§ Excerpted passage:
By default predict_T_from_proxyObs returns a dict in memory and writes nothing to disk. Pass save_results=True to persist:

result = predict_T_from_proxyObs(
    ...,
    save_results=True,            # writes quantile .nc + .npz
    save_draws=True,              # also saves raw MCMC draws as _draws.nc
    cache_dir="/your/output/",    # default: ~/.texas/cache/TEXAS_invT_posterior_cache/
)

Running forward calibration from scratch#

Only needed if you want to re-fit the model to your own data or reproduce the published calibration. Requires CmdStan and the GDGT training database (TEXAS.download_training_data()).

§ List of tasks:
[a] According to the TEXAS documentation excerpt, what does predict_T_from_proxyObs do with its results by default?
[b] Reproduce the TEXAS documentation excerpt verbatim, starting with "Only needed if" and going on through "training database (TEXAS.download_training_data()).".

§ Data section:
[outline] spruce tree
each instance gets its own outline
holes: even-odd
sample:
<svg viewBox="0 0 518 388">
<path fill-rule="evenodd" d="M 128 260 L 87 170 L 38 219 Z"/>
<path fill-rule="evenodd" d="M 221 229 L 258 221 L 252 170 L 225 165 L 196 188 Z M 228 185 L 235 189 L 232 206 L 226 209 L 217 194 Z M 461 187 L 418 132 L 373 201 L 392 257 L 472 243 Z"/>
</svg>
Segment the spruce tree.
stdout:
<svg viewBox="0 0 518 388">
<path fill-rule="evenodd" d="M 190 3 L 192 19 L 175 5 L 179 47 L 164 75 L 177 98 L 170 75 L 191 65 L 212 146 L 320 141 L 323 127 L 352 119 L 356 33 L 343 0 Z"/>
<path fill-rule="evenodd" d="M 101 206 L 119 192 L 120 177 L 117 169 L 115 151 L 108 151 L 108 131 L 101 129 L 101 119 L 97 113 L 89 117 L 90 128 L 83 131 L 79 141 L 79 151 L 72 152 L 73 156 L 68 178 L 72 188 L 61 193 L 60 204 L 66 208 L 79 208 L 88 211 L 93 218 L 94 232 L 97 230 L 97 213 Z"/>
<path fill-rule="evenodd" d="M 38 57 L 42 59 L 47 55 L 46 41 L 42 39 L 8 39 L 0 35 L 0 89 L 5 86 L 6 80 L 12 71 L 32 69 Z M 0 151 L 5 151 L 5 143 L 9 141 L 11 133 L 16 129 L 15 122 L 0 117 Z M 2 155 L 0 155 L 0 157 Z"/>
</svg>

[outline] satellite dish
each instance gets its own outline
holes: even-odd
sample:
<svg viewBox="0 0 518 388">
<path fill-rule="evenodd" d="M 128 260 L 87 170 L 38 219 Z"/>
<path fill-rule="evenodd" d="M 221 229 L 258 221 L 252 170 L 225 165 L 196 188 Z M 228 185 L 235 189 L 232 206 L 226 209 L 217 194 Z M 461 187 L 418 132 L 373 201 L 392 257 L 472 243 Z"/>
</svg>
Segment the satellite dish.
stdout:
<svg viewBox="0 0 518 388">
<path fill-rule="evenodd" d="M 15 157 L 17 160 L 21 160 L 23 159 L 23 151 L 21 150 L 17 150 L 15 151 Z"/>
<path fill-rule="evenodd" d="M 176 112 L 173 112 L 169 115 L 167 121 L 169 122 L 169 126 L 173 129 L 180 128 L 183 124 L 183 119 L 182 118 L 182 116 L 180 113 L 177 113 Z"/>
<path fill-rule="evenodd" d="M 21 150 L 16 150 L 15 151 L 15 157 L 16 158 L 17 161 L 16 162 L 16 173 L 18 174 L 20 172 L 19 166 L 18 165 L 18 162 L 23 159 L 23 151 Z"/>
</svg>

§ Solution set:
[a] It returns a dict in memory and writes nothing to disk.

[b]
Only needed if you want to re-fit the model to your own data or reproduce the published calibration. Requires CmdStan and the GDGT training database (TEXAS.download_training_data()).